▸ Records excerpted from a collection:
START

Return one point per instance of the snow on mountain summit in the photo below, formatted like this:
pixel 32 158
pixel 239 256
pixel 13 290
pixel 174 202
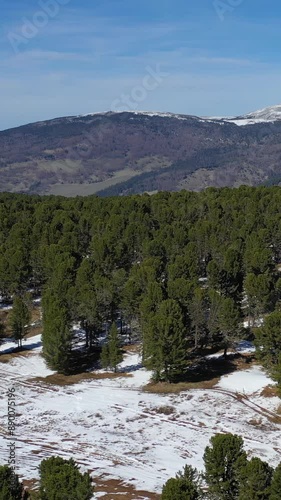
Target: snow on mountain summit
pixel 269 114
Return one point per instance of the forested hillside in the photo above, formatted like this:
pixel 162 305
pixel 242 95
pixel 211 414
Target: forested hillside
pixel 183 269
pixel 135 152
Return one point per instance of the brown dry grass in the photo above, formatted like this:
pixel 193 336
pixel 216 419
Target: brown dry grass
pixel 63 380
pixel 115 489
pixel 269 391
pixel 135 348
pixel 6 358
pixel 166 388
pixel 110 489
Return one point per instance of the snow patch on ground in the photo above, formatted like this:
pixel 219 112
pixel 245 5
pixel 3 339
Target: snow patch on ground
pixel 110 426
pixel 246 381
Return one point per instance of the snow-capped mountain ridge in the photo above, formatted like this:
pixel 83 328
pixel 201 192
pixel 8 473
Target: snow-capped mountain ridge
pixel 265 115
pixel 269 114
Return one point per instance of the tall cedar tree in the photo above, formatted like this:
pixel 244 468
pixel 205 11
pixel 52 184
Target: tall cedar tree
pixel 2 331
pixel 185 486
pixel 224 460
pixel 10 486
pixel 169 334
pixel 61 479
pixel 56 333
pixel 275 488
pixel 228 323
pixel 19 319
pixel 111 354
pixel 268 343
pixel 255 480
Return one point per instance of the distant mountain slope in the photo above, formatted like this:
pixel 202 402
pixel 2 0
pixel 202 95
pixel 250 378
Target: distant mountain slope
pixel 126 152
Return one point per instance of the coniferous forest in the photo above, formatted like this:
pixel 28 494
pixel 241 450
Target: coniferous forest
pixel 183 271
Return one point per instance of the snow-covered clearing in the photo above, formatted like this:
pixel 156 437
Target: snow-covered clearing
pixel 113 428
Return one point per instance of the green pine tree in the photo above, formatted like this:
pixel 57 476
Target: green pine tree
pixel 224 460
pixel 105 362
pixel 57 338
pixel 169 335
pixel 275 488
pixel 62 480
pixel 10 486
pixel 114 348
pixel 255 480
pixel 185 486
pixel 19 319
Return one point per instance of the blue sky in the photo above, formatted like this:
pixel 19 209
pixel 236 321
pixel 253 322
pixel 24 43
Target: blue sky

END
START

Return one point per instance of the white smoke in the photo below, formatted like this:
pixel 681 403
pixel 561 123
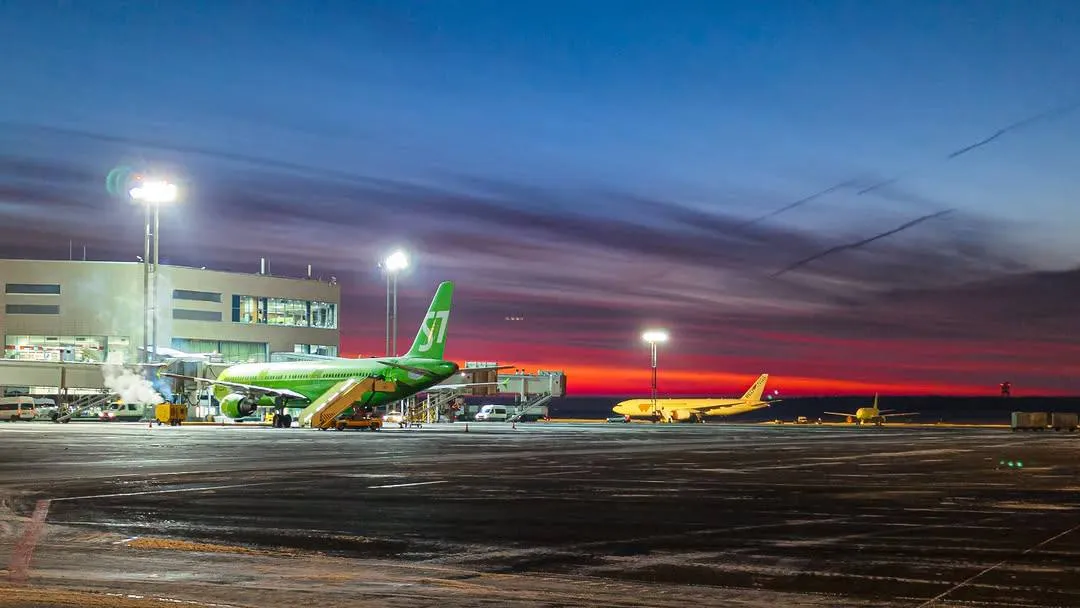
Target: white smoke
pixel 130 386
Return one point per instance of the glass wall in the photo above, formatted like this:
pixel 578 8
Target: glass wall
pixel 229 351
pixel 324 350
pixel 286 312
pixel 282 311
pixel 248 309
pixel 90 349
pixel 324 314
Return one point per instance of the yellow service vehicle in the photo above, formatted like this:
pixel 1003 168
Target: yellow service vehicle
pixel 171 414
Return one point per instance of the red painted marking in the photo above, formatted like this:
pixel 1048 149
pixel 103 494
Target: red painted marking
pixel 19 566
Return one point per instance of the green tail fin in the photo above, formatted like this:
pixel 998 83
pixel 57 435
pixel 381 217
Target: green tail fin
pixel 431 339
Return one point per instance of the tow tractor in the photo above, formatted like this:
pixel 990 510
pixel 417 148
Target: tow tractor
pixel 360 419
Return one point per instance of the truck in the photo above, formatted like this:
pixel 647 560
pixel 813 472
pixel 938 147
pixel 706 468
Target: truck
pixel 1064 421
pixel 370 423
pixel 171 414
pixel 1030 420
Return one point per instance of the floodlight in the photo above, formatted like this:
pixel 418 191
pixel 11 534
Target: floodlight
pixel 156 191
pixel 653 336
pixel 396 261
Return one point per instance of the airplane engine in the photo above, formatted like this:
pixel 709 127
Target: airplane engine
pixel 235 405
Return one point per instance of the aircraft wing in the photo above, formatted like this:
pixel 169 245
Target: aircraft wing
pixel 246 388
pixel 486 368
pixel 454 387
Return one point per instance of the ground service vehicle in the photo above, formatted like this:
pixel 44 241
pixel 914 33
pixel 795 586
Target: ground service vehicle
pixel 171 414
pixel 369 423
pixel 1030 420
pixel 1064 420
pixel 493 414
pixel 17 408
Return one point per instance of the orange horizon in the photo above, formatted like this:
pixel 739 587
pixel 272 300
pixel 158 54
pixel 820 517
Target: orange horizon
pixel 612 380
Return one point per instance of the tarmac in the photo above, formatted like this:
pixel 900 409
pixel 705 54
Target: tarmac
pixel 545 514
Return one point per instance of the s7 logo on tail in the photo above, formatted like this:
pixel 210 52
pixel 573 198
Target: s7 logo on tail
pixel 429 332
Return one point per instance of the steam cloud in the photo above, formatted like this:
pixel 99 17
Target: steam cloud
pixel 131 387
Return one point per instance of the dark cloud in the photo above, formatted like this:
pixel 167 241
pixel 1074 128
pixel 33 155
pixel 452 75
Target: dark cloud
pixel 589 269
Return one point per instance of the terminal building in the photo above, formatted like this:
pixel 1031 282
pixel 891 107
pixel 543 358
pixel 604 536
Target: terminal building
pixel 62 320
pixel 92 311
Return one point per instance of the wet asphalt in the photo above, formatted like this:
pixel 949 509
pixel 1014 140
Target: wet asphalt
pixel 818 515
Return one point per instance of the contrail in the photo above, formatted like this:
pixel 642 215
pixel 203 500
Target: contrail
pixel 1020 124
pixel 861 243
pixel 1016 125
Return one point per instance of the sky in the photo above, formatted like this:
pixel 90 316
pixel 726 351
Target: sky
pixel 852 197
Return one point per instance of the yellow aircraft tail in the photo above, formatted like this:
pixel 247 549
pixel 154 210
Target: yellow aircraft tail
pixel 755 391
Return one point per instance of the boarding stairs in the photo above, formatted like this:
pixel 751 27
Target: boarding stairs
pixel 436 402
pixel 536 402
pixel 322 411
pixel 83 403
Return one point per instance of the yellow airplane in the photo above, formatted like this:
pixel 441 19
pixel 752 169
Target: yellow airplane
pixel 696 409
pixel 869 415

END
START

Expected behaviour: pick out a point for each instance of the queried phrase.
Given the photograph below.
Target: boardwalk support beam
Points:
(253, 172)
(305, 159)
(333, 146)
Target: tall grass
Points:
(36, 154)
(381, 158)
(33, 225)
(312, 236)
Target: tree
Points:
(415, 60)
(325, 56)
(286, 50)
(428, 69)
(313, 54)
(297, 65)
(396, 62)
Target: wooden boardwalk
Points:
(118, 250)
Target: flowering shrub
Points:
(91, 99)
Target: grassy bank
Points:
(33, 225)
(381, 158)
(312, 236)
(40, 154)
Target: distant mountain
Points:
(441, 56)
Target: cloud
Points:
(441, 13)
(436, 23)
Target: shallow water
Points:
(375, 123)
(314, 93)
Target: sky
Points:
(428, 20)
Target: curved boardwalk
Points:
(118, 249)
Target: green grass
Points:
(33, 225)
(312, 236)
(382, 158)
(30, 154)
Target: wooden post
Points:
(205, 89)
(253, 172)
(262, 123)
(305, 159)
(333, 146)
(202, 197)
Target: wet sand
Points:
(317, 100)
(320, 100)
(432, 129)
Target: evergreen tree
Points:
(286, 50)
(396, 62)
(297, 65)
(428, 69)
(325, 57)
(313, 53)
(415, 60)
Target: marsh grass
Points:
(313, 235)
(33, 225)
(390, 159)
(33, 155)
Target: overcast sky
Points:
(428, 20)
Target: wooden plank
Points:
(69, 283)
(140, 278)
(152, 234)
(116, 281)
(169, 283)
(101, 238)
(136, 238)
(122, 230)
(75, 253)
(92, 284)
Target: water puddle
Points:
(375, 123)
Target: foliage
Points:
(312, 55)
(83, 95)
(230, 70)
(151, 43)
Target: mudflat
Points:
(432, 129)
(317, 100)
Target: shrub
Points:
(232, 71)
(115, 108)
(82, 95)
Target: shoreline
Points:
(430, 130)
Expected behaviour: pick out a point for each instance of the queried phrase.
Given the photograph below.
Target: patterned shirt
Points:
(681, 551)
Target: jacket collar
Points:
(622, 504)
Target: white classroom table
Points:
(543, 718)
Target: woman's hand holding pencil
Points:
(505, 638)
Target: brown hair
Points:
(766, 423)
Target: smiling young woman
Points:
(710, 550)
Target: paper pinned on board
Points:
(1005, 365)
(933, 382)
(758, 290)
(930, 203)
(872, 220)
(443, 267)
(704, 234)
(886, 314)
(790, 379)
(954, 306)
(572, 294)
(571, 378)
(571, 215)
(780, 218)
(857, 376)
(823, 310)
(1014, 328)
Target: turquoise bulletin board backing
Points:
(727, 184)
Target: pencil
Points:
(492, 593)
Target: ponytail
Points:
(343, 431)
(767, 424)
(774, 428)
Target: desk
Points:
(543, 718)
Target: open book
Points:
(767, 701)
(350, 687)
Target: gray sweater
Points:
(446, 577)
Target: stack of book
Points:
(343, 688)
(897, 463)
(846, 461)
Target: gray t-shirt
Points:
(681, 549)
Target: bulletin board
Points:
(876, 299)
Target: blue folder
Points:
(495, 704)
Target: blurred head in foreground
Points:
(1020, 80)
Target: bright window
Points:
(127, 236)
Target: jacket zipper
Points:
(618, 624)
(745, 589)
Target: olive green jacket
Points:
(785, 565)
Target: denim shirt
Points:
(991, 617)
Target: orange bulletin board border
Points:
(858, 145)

END

Edit the records from the line containing "Return one point per instance of the distant" through the line containing "pixel 113 428" so that "coniferous forest" becomes "evergreen forest" everywhere, changing nothing else, and return only that stretch.

Return one point per instance of the distant mountain slope in the photo above, formatted like this:
pixel 202 402
pixel 2 0
pixel 202 95
pixel 250 378
Target: distant mountain slope
pixel 126 152
Return one point per instance of the evergreen forest in the photo above, formatted like this:
pixel 28 494
pixel 241 450
Target: evergreen forest
pixel 183 271
Return one point per instance of the snow-covered clearing in the photo above, formatted like this:
pixel 156 437
Target: snow-covered clearing
pixel 113 428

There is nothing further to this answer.